Text segment:
Friday, December 1, 2017

New implementation of clearing recursive intrusive list

There is still memory leak happens at the end of each test case. Urrhhh! Now only I got to remember this is a new implementation of loading up the file path into memory. A new thing. And the clearMemory() is still implementing the old code.
void FileBot::clearMemory()
{
    for(FileNode &T : fileList) {
        T.sibling.erase_and_dispose(T.sibling.begin(), T.sibling.end(), DisposeFileNode());
    }
 
    fileList.erase_and_dispose(fileList.begin(), fileList.end(), DisposeFileNode());
}
In the new implementation, one I can think of is a recursive function. The recursive function usage is like this: As long as there are file objects inside the sibling, dive into the sibling and look for any other file objects inside the sibling. If it doesn't contain any file object, it will return. This return will go back up one level, then only clean the sibling for the particular file object. The process will continue until it reaches to the beginning level of the path, then only remove the remaining memory from container.

Problem: Resume the blog post on clearing a recursive intrusive list, starting right after its last sentence.

(Saved entries)

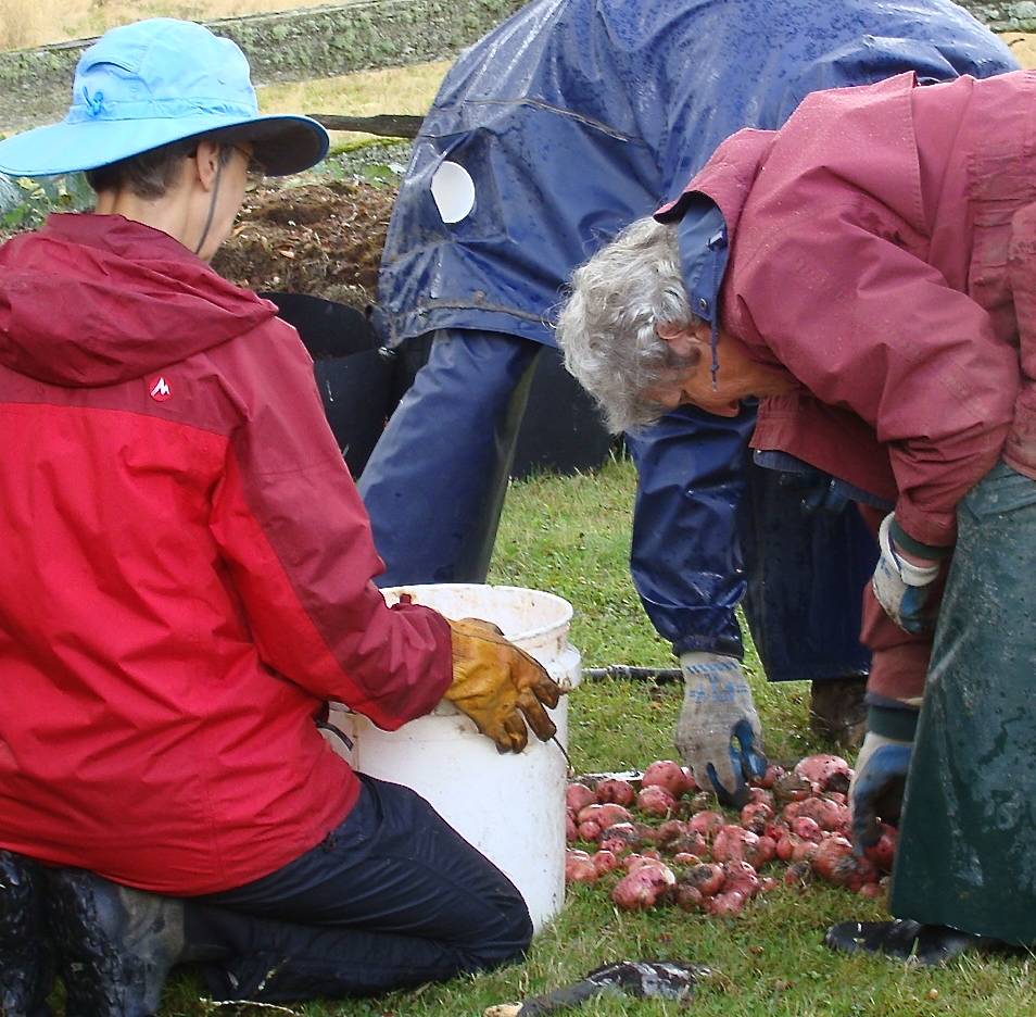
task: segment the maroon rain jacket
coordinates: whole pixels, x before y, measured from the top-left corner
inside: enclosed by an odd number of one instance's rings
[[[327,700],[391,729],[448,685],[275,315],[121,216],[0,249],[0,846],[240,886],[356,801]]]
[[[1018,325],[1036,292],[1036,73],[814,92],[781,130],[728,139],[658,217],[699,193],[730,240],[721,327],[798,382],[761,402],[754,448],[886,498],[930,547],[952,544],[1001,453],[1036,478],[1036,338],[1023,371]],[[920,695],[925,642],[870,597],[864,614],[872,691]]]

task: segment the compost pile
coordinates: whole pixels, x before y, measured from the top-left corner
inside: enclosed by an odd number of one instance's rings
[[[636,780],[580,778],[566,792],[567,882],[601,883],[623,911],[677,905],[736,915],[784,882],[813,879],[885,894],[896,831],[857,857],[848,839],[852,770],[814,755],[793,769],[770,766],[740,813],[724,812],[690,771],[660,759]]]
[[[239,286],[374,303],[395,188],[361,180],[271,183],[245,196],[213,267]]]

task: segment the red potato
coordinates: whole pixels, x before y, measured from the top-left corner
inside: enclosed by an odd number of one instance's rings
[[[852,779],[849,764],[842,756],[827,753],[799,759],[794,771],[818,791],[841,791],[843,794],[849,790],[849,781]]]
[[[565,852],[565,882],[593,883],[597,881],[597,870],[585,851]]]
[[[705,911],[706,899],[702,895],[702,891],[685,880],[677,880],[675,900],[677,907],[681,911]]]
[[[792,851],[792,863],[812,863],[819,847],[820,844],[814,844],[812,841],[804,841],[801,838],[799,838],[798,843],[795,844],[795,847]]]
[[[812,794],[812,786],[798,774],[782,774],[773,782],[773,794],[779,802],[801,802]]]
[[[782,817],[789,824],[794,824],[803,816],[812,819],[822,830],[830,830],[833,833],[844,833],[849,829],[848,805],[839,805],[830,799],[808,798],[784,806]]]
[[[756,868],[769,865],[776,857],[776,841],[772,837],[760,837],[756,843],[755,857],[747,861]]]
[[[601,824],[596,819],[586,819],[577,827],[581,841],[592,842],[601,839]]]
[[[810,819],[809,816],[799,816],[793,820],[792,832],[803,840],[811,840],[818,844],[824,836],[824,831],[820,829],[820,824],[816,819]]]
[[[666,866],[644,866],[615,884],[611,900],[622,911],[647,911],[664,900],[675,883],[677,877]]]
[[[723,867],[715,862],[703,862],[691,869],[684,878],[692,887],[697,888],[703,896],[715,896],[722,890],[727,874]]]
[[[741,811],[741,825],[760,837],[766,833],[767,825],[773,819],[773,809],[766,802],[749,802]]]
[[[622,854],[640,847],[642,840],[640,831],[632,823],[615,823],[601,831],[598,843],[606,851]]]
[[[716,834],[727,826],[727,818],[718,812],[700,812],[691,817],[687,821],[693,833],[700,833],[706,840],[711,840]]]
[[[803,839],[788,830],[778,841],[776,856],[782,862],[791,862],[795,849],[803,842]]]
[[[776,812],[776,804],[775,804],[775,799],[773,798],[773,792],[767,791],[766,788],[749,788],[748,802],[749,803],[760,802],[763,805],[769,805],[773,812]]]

Output below:
void FileBot::clearMemory(FileNode *fileNode)
{
    bool beginning = false;

    if( fileNode == NULL ) {
       fileNode = &*(fileList.begin());
       beginning = true;
    }

    if( fileNode->sibling.size() > 0 ) {
        cout << "scanning current node: " << fileNode << endl;
        clearMemory(&*(fileNode->sibling.begin()));
    }
    else
        return;

    cout << "clean sibling memory: " << fileNode << " sibling size: " << fileNode->sibling.size() << endl;
    fileNode->sibling.erase_and_dispose(fileNode->sibling.begin(), fileNode->sibling.end(), DisposeFileNode());

    if( beginning == true) {
        cout << "clean root. Root size [" << fileList.size() << "]" << endl;
        fileList.erase_and_dispose(fileList.begin(), fileList.end(), DisposeFileNode());
    }
}
Notice the clearMemory(FileNode* ) is expecting an argument. I have declared this argument to NULL when it is first called. Something like this:
class FileBot
{
public:
   void clearMemory(FileNode *fileNode = NULL);

   ...
   ...
};
Thanks to the C++ great feature. When it is NULL, this indicate the beginning of the file path, after the subsequent call to the clearMemory(), it is no longer NULL anymore. And when the sibling size is zero, clearMemory() wouldn't get called. Thus, no worry about that.

In addition to that, there is a memory leak happened on following test case:
/* load 1 level parent path
 *
 */
BOOST_AUTO_TEST_CASE(TL_4)
{
    BOOST_TEST_MESSAGE("TC4 : load 1 level parent path");

#if defined(WIN32)
    BOOST_TEST_MESSAGE("Test path: D:");
    FileBot fb("D:");
#else
    BOOST_TEST_MESSAGE("Test path: /home");
    FileBot fb("/home");
#endif

    string path = "";
    if( fb.initialize() == 1 )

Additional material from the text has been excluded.